Required action: Return each line of the records holding the string "paved".
━━━━━━━━
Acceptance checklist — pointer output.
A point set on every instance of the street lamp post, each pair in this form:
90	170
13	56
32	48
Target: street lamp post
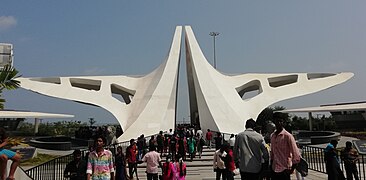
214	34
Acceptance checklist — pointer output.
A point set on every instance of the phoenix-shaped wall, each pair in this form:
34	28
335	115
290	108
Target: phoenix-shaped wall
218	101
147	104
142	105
━━━━━━━━
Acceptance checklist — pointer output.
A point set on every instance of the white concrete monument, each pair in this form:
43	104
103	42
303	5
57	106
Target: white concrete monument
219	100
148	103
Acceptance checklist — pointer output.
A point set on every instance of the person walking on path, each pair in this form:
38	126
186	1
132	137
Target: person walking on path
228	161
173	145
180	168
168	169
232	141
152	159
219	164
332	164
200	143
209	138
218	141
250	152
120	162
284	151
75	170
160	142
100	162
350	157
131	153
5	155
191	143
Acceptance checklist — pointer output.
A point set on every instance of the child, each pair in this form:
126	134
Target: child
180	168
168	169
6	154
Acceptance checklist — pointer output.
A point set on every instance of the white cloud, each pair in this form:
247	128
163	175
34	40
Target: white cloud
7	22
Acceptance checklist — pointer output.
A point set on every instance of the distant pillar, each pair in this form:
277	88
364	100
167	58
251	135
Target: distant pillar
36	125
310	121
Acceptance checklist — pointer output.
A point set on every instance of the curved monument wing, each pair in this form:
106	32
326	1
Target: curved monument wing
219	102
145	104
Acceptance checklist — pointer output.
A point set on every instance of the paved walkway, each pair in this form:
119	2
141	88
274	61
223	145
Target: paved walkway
━━━━━━━━
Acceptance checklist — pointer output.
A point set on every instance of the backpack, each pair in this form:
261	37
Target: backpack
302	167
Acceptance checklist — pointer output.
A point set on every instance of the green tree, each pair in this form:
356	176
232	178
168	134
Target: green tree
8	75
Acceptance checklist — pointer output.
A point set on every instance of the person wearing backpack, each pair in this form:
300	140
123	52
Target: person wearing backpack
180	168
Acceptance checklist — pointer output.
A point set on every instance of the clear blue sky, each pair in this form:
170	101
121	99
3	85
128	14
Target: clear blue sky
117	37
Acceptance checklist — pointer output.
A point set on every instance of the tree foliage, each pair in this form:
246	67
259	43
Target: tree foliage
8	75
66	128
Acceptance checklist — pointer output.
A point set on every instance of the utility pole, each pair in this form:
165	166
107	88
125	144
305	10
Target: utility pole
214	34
━━━━━━━━
Result:
A point set on every instance of the paved walkway, each pair in this form:
Target: paved walkway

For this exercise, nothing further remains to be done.